# START OF Page

Sliding surface angle: The sliding surface angle, $\beta$, of the collapsed body can be estimated by Equation (10) [37]:

$$\beta =\frac{i+\phi }{2}$$

(10)

where $\phi$ is the internal friction angle of the slope soil, °.

2.2. Modeling Bank Slope Instability

Depending on the interaction between the channel water and the bank, the bank failure mode varies, including plane sliding, arc sliding, and slumping. Specifically, arc sliding failure occurs when the bank slope is gentle, plane sliding failure occurs when the bank slope is steep, and slumping collapse occurs when the clay layer above a binary structure bank is suspended by erosion below [4,27,38,39]. Since the bank slope of the study reach is steep, and the soil is mainly low liquid limit powder, the bank can be considered monolithic. The main purpose of this paper is to analyze the stability of the riverbank and to facilitate the calculation according to the plane sliding analysis. Osman and Thorne [11] divided riverbank collapse into initial and secondary collapse based on plane sliding. The initial failure is the scouring of the bank toe, and the secondary collapse refers to the parallel retreating process of the riverbank and the sliding surface passing through the bank toe. Based on this assumption, they proposed a model for calculating the stability of the riverbank in the case of plane failure. However, the model failed to consider lateral water pressure, pore water pressure, infiltration water pressure, and the damaged surface must pass through the slope foot. Darby and Thorne [26] improved the Osman and Thorne [11] model so that the sliding surface is not necessary to pass through the bank toe, and the effects of lateral water pressure and pore water pressure in the force analysis of the sliding surface are considered. The established stability calculation model for riverbanks with clayey soils is:

$$F_S=\frac{F_R}{F_D}=\frac{C^{\prime }L+\left[\left(W-U_W\right)\cos \beta +F_{CP}\cos \alpha \right]\tan {\phi }^{\prime }}{W\sin \beta -F_{CP}\sin \alpha }$$

(11)

# END OF Page
# START OF Data block

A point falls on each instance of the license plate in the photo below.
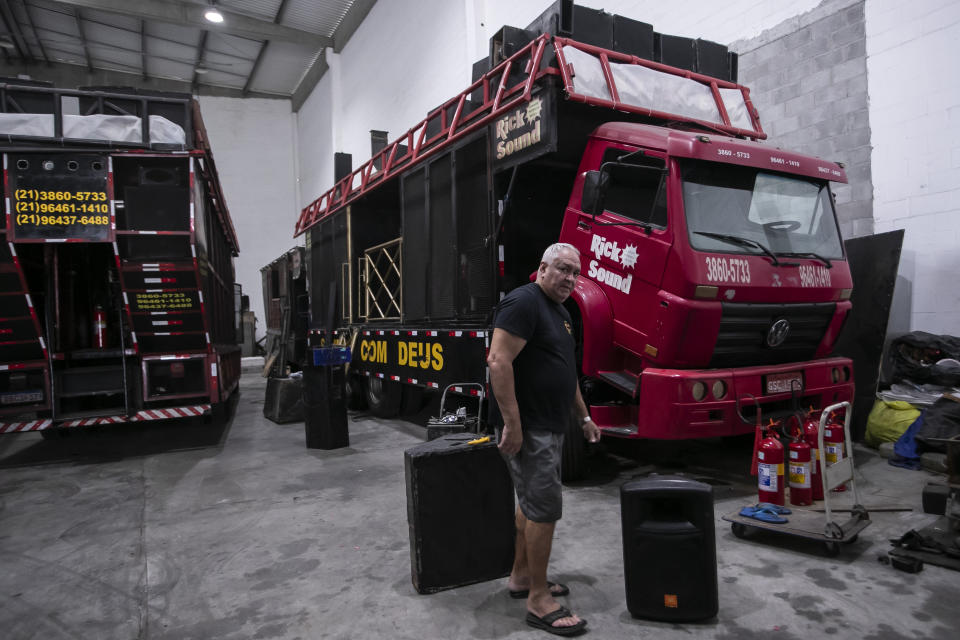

# END OF Data block

> _Short exercise_:
Answer these questions from the riverbank stability text:
1. In Equation (10), what does $\phi$ denote?
2. Under what bank slope condition does arc sliding failure occur?
3. Which two pressures did the Darby and Thorne improvement take into account in the force analysis of the sliding surface?

> _Expected answer_:
1. The internal friction angle of the slope soil, in degrees.
2. When the bank slope is gentle.
3. Lateral water pressure and pore water pressure.